Gegebene Anweisung 1:
Kannst du die Datensätze, beginnend mit der Zeile, die „Provide a point for each instance of the license“ enthält, und endend mit der Zeile, die „x=485, y=161“ enthält, noch einmal wiedergeben und darin „tree trunk“ durch „tree stump“ ersetzen? Alles andere in diesen Zeilen bleibt unverändert, und weitere Datensätze gehören nicht dazu.

Dies sind auch Aspekte, die Franziska Wein (UB Erfurt) in ihrem Vortrag „Etatverteilung und Mittelallokation im Kontext des Medienwandels“ behandelt und im Zusammenhang mit den Überlegungen zur Aktualisierung des Etatmodells an der UB Erfurt für Zeitschriften und Datenbanken erläutert. Hier sorgt die zunehmende Bindung der Mittel in Konsortien für erheblichen Anpassungsdruck. Dabei steht in Erfurt ein grundsätzlich neues Etatmodell für die nicht in fachübergreifenden Paketen vertriebenen Zeitschriften und Datenbanken zur Diskussion, welches mit einer bedarfsorientierten Komponente mit externen Referenzparametern (Bayerisches Etatmodell 2010: Anzahl der Zeitschriftentitel pro Fach) eine Deckelung der Ausgaben ermöglichen und mit hochschulinternen Parametern (Anzahl Wissenschaftler/innen, Publikationsaufkommen) das lokale Nutzungspotential abbilden könnte.
Indem in den Bibliotheken immer mehr Mittel für den Abschluss globaler Konsortial- und Allianzverträge gebunden werden und Anbieter ihre Produkte nur noch nach dem Datenbankmodell und losgelöst von einer fachlichen Zuordnung und nicht mehr auf Basis einzelner Titel vertreiben, wird die gewohnte Fachzuordnung der Kosten obsolet bzw. erfordert neue, komplizierte und oftmals zeitaufwendige Verfahren für deren Zuordnung. Eine Entwicklung, die mit einem zukünftigen Abschluss von DEAL-Verträgen mit den drei größten globalen Wissenschaftsverlagen die Sinnhaftigkeit differenzierter Verteilungsmodelle grundsätzlich in Frage zu stellen vermag. Hat sich eine Institution mit der weitgehenden Bindung ihrer Mittel in wenige globale Verträge erst einmal ihrer finanziellen Handlungsoptionen beraubt, so stellt sich unter dem Primat des Faktischen die Frage eines Etatmodells und einer „gerechten“ und alle Disziplinen gleichermaßen berücksichtigenden Verteilung vielleicht gar nicht mehr. Dennoch bleibt es eine grundlegende Herausforderung jedes Verteilungsmodells, dass sich die fachliche Struktur einer Hochschule im jeweiligen Etatmodell bzw. in der konkreten Mittelverwendung widerspiegeln muss.

Bereitgestellte Daten:
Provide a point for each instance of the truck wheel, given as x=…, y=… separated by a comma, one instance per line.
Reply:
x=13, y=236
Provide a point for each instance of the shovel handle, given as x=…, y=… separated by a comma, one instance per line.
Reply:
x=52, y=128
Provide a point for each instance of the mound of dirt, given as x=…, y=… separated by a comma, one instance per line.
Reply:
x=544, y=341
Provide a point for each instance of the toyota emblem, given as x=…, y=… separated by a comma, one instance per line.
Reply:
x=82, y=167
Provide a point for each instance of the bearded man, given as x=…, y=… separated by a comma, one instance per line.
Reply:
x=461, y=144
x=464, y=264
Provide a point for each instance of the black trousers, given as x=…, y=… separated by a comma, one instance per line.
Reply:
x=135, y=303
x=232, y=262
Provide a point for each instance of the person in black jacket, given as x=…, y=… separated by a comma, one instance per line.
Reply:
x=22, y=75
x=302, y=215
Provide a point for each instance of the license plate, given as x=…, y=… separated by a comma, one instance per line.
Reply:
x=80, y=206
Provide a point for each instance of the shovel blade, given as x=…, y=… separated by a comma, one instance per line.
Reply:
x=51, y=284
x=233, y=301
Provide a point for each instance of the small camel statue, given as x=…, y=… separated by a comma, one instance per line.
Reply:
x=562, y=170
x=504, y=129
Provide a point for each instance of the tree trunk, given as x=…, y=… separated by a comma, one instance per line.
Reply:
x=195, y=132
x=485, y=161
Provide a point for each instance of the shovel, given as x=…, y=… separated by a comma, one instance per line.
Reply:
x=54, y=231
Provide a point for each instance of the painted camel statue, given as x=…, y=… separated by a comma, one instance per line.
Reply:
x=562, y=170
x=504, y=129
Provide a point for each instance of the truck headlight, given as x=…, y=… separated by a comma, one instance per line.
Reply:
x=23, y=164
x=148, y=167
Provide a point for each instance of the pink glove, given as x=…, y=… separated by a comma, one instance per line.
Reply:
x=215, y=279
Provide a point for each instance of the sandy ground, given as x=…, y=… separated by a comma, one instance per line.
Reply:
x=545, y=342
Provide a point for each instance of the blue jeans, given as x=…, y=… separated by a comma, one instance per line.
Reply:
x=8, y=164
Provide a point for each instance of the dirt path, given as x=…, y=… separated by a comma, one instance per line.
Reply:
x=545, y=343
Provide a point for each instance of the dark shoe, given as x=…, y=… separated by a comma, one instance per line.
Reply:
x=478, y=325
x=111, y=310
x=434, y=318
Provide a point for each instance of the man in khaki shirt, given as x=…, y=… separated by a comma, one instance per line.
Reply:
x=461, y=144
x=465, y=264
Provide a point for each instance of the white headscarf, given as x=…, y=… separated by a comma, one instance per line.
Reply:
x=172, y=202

Gegebene Anweisung 2:
Kannst du aus dem Text über Etatmodelle die Stelle, beginnend mit „Dies sind auch“ und endend mit „Nutzungspotential abbilden könnte.“, unverändert ausgeben?

Vollständige Antwort 1:
Provide a point for each instance of the license plate, given as x=…, y=… separated by a comma, one instance per line.
Reply:
x=80, y=206
Provide a point for each instance of the shovel blade, given as x=…, y=… separated by a comma, one instance per line.
Reply:
x=51, y=284
x=233, y=301
Provide a point for each instance of the small camel statue, given as x=…, y=… separated by a comma, one instance per line.
Reply:
x=562, y=170
x=504, y=129
Provide a point for each instance of the tree stump, given as x=…, y=… separated by a comma, one instance per line.
Reply:
x=195, y=132
x=485, y=161

Vollständige Antwort 2:
Dies sind auch Aspekte, die Franziska Wein (UB Erfurt) in ihrem Vortrag „Etatverteilung und Mittelallokation im Kontext des Medienwandels“ behandelt und im Zusammenhang mit den Überlegungen zur Aktualisierung des Etatmodells an der UB Erfurt für Zeitschriften und Datenbanken erläutert. Hier sorgt die zunehmende Bindung der Mittel in Konsortien für erheblichen Anpassungsdruck. Dabei steht in Erfurt ein grundsätzlich neues Etatmodell für die nicht in fachübergreifenden Paketen vertriebenen Zeitschriften und Datenbanken zur Diskussion, welches mit einer bedarfsorientierten Komponente mit externen Referenzparametern (Bayerisches Etatmodell 2010: Anzahl der Zeitschriftentitel pro Fach) eine Deckelung der Ausgaben ermöglichen und mit hochschulinternen Parametern (Anzahl Wissenschaftler/innen, Publikationsaufkommen) das lokale Nutzungspotential abbilden könnte.